▶ **Things to do**:
1 > According to the text on consciousness and quantum mechanics, what has traditionally been the status of the Born rule in quantum physics?
2 > Carry on the text on consciousness and quantum mechanics, starting right after its final sentence.

▶ **Text block**:
From Consciousness to Quantum Mechanics

Perhaps most remarkably, CACHI provides a natural derivation of the Born rule in quantum physics - traditionally asserted, but never derived. In the Many-Worlds Interpretation (MWI), all possible outcomes occur, but consciousness only experiences one. Why are some outcomes more likely than others?

CACHI answers this by showing how CHI naturally introduces a consciousness selection function over branches of the wavefunction. It finds a phenomenological viability to each branch based on the CHI cost of integrating its deviation:

  𝑝ᵢ ∝ 1 / (Δ𝐾̂ᵢ × Δ𝑇ᵢ)

Where:

• Δ𝐾̂ᵢ and Δ𝑇ᵢ measure the deviation in program length and depth for branch i

• 𝑝ᵢ is the relative likelihood of that branch being experienced

• This yields a quadratic suppression of unlikely outcomes, matching the empirically confirmed Born rule: 𝑝ᵢ = |𝑐ᵢ|²

This frames consciousness not as a passive observer but as an active filter on reality - selecting branches compatible with informational coherence. It is what gives the observer’s history its classical stability, despite the underlying quantum foam.

Quantum Immortality

A startling implication of this is quantum immortality. In the infinite branching of Many Worlds, why should consciousness ever end? CACHI explains that phenomenal awareness only arises in branches where complexity homeostasis (CHI) can still be maintained. Branches where disintegration or incoherence dominate simply fall outside the domain of experience, because integration itself is a precondition for being conscious of that branch. Thus, the thread of consciousness naturally continues along survivable, coherent branches.

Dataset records

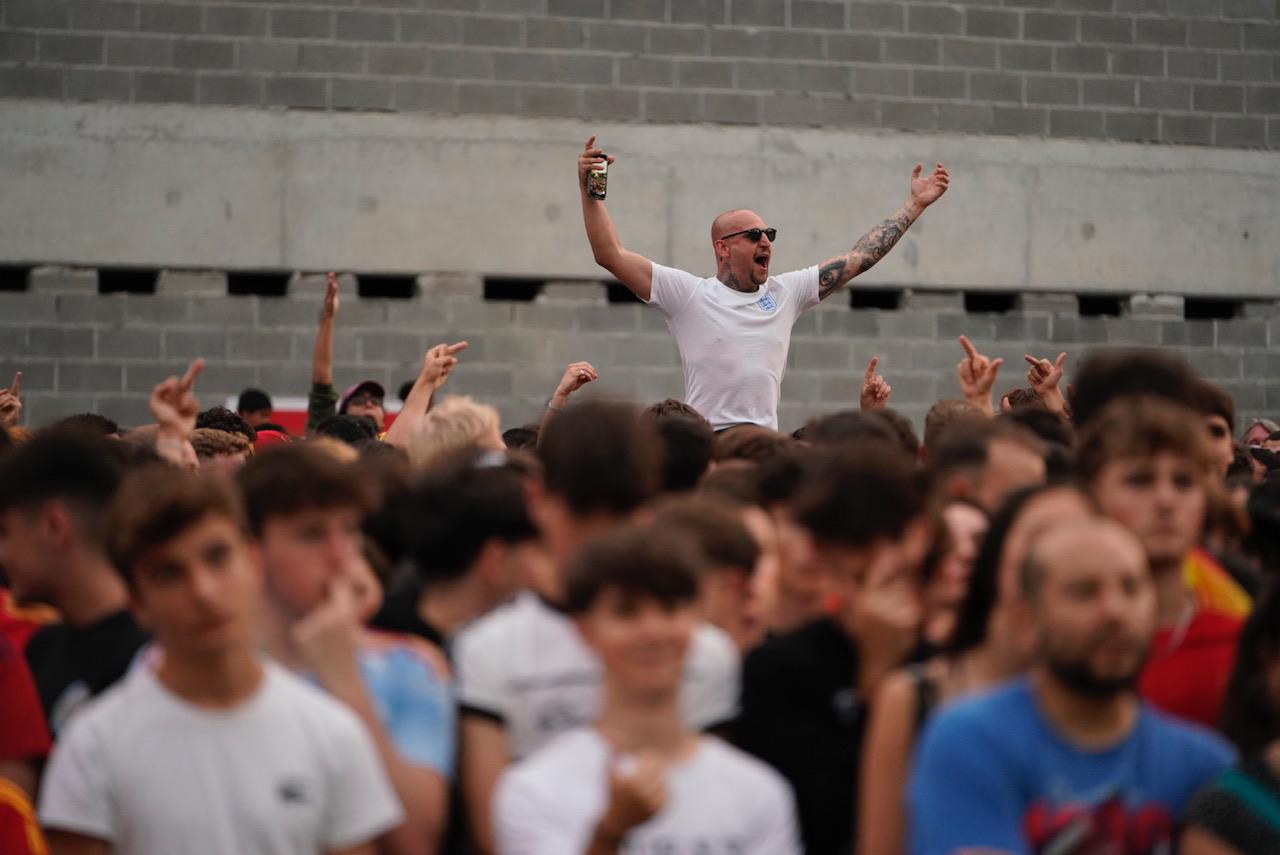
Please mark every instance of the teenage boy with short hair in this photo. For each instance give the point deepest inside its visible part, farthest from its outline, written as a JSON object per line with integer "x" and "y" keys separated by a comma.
{"x": 205, "y": 746}
{"x": 524, "y": 671}
{"x": 306, "y": 510}
{"x": 640, "y": 780}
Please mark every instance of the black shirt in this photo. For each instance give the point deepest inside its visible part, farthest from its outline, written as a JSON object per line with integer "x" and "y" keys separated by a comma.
{"x": 801, "y": 714}
{"x": 73, "y": 664}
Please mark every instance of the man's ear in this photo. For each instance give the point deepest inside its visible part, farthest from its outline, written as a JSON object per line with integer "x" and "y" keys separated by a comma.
{"x": 583, "y": 622}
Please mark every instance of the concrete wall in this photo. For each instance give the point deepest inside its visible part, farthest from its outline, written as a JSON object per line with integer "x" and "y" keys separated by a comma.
{"x": 82, "y": 351}
{"x": 219, "y": 187}
{"x": 1170, "y": 71}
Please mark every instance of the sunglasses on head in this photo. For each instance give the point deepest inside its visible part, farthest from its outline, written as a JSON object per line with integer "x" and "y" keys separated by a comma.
{"x": 754, "y": 234}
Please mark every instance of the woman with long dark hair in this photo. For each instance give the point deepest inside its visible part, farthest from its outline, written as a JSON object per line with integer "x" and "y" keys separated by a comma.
{"x": 987, "y": 647}
{"x": 1239, "y": 813}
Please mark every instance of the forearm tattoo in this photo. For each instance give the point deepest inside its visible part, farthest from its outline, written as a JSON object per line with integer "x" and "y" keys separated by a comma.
{"x": 869, "y": 248}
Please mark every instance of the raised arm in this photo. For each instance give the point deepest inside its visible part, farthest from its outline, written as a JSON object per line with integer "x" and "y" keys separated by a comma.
{"x": 873, "y": 246}
{"x": 631, "y": 269}
{"x": 576, "y": 375}
{"x": 437, "y": 365}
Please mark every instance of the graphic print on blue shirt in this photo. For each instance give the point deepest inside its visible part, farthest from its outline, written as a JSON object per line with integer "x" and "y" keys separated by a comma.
{"x": 991, "y": 772}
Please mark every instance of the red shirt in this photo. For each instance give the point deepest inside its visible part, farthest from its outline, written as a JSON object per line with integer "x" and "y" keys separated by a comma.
{"x": 1188, "y": 670}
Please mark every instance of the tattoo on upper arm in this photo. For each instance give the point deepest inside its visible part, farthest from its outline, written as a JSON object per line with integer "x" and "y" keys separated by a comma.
{"x": 869, "y": 248}
{"x": 831, "y": 275}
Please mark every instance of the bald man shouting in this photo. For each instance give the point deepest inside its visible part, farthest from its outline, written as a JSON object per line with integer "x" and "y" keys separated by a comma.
{"x": 734, "y": 329}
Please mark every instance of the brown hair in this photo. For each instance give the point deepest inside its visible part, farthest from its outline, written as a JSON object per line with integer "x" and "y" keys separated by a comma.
{"x": 716, "y": 525}
{"x": 158, "y": 503}
{"x": 291, "y": 478}
{"x": 750, "y": 443}
{"x": 945, "y": 415}
{"x": 211, "y": 442}
{"x": 1141, "y": 426}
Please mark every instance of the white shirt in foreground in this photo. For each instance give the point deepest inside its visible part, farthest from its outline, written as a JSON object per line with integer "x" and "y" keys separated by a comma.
{"x": 734, "y": 346}
{"x": 526, "y": 666}
{"x": 720, "y": 801}
{"x": 288, "y": 772}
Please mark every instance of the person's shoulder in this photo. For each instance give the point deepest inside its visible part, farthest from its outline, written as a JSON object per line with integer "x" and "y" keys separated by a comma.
{"x": 400, "y": 652}
{"x": 1180, "y": 737}
{"x": 799, "y": 645}
{"x": 496, "y": 626}
{"x": 741, "y": 768}
{"x": 713, "y": 645}
{"x": 565, "y": 757}
{"x": 990, "y": 713}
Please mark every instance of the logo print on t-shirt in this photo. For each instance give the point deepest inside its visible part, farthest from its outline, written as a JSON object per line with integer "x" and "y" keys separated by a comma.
{"x": 293, "y": 791}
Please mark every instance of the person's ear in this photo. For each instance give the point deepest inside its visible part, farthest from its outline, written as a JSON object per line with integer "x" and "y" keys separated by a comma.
{"x": 585, "y": 629}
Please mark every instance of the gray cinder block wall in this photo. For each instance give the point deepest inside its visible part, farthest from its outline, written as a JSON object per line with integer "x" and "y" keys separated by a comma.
{"x": 86, "y": 352}
{"x": 1168, "y": 71}
{"x": 298, "y": 168}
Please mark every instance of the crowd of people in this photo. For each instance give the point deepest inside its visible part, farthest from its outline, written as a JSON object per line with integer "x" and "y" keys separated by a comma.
{"x": 1048, "y": 625}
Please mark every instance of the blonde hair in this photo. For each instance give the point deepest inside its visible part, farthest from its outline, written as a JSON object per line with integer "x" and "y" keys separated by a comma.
{"x": 453, "y": 425}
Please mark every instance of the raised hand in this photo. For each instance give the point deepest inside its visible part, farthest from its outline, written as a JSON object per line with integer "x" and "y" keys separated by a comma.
{"x": 977, "y": 375}
{"x": 636, "y": 794}
{"x": 439, "y": 361}
{"x": 10, "y": 402}
{"x": 1045, "y": 378}
{"x": 174, "y": 405}
{"x": 588, "y": 159}
{"x": 329, "y": 634}
{"x": 330, "y": 297}
{"x": 927, "y": 190}
{"x": 876, "y": 391}
{"x": 576, "y": 376}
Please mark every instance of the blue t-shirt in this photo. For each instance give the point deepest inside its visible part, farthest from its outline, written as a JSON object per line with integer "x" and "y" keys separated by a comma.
{"x": 990, "y": 772}
{"x": 412, "y": 691}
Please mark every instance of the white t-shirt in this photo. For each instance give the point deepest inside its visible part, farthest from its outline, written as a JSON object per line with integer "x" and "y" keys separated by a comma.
{"x": 720, "y": 801}
{"x": 526, "y": 666}
{"x": 734, "y": 344}
{"x": 288, "y": 772}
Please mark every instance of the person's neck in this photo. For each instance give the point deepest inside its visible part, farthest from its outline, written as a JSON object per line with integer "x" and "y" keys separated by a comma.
{"x": 92, "y": 590}
{"x": 274, "y": 636}
{"x": 987, "y": 666}
{"x": 446, "y": 608}
{"x": 572, "y": 531}
{"x": 730, "y": 280}
{"x": 215, "y": 681}
{"x": 1173, "y": 599}
{"x": 1083, "y": 721}
{"x": 644, "y": 722}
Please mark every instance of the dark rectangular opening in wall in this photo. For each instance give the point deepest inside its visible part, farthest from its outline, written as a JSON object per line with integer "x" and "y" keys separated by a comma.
{"x": 521, "y": 291}
{"x": 620, "y": 293}
{"x": 257, "y": 284}
{"x": 388, "y": 287}
{"x": 14, "y": 277}
{"x": 127, "y": 280}
{"x": 1100, "y": 305}
{"x": 1206, "y": 309}
{"x": 990, "y": 302}
{"x": 885, "y": 298}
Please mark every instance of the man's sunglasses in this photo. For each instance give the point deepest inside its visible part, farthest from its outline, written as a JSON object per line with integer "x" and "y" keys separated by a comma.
{"x": 754, "y": 234}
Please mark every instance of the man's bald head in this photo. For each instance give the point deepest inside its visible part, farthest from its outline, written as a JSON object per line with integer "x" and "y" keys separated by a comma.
{"x": 1079, "y": 542}
{"x": 734, "y": 220}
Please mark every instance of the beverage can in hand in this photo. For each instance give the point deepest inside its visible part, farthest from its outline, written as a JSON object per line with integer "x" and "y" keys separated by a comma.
{"x": 598, "y": 179}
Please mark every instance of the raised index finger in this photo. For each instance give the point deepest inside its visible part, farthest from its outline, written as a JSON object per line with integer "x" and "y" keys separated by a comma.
{"x": 188, "y": 379}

▶ **Final answers**:
1 > It has traditionally been asserted but never derived.

2 >
This reframes immortality not as a mystical guarantee but as a structural necessity: the same compulsion that makes boredom intolerable drives the negotiator program forward into branches rich with novelty and stability. Even aging is constrained by CHI: limits on memory capacity and coherence narrow the viable experiential range, preventing the absurd scenario of endlessly ancient individuals. What persists is not brute bodily survival, but the continuity of phenomenally coherent experience.

In effect, CACHI shows that consciousness is compelled to “survival-compatible” paths in the multiverse, ensuring that from the first-person perspective, existence never terminates. This aligns naturally with theological concepts of eternal life: the negotiator functions as a kind of soul, threading indefinitely through viable branches. Favorable continuations (stable, meaningful, coherent) are experienced as heaven-like; unfavorable ones (unstable, incoherent, isolating) as hell-like. Either way, continuation is inevitable.

Phenomenology and Predictions

CACHI doesn’t just speculate; it predicts.

• Time dilation under danger, drugs, or anesthesia emerges directly from changes in computational depth.

• Neural synchrony across brain regions, often puzzling to neuroscientists, is expected: dense complexity sources (like other brains) must align for CHI to stabilize.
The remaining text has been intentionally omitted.